* begin Provided data *

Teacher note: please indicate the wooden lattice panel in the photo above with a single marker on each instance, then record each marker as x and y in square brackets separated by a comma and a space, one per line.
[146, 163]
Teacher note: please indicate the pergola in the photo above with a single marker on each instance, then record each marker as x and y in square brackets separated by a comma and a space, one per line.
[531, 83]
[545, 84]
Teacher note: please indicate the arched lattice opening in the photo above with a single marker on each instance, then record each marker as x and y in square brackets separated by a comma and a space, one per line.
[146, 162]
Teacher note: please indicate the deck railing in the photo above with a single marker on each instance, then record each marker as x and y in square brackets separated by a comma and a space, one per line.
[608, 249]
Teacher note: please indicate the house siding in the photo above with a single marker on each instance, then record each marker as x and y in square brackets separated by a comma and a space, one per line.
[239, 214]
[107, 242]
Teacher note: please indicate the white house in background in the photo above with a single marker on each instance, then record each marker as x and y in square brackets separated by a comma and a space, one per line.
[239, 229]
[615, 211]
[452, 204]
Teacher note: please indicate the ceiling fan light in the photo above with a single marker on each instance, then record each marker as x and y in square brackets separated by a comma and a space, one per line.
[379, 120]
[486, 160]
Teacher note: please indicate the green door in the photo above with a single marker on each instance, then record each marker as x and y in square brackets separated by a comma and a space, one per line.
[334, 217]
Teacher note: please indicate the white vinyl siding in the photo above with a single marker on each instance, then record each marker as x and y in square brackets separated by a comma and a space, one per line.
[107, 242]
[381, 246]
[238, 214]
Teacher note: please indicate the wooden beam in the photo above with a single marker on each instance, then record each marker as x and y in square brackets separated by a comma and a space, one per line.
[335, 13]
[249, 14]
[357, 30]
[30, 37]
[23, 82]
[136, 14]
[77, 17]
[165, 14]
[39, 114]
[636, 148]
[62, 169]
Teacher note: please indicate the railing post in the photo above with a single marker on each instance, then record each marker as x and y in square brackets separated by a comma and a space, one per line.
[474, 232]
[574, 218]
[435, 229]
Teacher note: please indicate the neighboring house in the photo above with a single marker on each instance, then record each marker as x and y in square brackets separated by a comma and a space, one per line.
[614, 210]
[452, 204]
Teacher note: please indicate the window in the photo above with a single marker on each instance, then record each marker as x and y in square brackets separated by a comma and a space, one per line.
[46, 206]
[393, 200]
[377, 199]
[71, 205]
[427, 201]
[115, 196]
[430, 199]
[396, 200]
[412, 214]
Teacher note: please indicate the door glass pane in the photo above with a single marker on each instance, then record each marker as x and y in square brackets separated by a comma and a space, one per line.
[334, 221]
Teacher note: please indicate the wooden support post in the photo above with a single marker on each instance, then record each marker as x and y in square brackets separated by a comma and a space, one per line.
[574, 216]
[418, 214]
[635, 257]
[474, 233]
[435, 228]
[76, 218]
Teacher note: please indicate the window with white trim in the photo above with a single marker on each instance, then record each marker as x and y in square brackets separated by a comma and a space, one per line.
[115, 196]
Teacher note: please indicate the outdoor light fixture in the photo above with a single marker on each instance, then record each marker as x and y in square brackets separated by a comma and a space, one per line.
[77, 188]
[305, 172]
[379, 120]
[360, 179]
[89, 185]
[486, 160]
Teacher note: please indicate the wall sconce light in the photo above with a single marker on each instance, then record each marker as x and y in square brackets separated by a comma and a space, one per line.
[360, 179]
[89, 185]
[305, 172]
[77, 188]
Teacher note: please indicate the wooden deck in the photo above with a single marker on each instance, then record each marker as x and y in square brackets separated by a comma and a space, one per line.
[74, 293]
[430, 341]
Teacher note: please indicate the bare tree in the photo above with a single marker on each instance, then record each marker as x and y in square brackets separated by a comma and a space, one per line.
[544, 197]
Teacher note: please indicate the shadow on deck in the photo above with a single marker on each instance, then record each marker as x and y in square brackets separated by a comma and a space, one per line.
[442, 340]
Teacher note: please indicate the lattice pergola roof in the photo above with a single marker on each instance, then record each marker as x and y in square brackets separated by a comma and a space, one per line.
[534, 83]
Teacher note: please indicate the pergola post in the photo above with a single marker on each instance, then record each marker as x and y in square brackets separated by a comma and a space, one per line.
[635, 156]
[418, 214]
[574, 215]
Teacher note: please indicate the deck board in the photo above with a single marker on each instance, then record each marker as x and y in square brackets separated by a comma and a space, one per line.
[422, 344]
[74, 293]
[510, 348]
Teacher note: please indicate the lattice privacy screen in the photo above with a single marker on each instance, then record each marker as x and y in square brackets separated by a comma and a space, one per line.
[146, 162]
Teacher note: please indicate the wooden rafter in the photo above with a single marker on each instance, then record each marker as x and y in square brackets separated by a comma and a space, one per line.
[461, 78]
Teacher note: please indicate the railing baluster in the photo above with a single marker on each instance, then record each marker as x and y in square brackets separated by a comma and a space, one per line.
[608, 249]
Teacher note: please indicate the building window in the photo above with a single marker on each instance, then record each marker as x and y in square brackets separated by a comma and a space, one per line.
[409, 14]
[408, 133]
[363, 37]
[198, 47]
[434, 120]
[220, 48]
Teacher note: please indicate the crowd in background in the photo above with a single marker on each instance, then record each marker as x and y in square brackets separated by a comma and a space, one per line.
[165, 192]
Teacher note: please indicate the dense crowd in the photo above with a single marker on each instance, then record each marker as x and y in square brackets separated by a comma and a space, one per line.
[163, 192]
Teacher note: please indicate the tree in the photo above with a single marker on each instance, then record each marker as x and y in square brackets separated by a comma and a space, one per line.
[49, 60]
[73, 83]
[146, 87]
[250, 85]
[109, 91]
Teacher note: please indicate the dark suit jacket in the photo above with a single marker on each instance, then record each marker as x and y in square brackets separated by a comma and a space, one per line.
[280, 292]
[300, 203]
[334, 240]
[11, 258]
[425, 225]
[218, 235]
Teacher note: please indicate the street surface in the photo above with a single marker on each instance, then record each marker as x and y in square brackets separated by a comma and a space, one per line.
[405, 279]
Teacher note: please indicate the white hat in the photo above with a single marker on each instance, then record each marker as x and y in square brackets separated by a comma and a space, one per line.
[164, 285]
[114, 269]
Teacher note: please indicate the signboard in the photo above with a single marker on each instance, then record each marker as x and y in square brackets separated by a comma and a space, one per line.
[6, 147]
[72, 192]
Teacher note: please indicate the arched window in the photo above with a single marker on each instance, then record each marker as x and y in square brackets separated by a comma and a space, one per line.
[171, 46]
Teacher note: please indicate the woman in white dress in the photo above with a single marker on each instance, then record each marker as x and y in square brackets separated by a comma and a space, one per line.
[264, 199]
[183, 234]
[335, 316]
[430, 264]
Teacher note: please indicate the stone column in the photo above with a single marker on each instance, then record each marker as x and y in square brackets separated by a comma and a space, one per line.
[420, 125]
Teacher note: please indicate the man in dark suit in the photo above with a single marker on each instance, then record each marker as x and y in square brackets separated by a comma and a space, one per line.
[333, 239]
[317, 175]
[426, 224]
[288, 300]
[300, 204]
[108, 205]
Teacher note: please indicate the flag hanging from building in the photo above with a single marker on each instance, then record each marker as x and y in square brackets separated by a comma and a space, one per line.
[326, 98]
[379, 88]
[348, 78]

* end Provided data *

Work instructions:
Nothing but the lines from the one with "Teacher note: please indicate the street" through the end of the data above should be repeated, each exactly as it stands.

Expected answer:
Teacher note: please indicate the street surface in the photo above with a single marker on each instance, then record each marker as x and y in square brackets separated by a comma and a space, one per line.
[405, 279]
Teacher note: please indicate the white hat in the photo above with a single marker on each instance, then record each marker as x and y in square brackets separated by a comma and a space, one per line.
[164, 285]
[114, 269]
Teacher note: please indicate the signboard in the photo above with a single marker on each instance, then record each marker as x and y in square brackets separated by a comma and a space, one per line.
[6, 147]
[72, 192]
Teacher note: please indicate the arched window in the photo above with a single marker on each instance, then record each marker as x and y in square brackets separated by a comma and a space, one per line.
[171, 46]
Teacher note: please indicate the woman in white dress in the photo above with a single marker on each instance, then record each marker as x and y in square brackets separated by a comma and a space, one per line.
[264, 199]
[183, 234]
[335, 316]
[430, 264]
Teacher note: please indicate the stone column in the photo above with a single marker on each instance, then record each marker as x and y in square brackets separated by a comma and a space, one per line.
[420, 125]
Teacher note: please indicate the man in dark suit in the photo above with a single marker on each instance, then record each marker as x and y in square brackets separated by a comma and a space, one per line.
[333, 239]
[317, 175]
[426, 224]
[288, 300]
[300, 204]
[108, 205]
Teacher note: please indicate the flag hanging from building in the photo above with a single marker on each instance, then record each marker as x and y in square brackets separated by a comma and a space, one per line.
[326, 98]
[379, 88]
[348, 78]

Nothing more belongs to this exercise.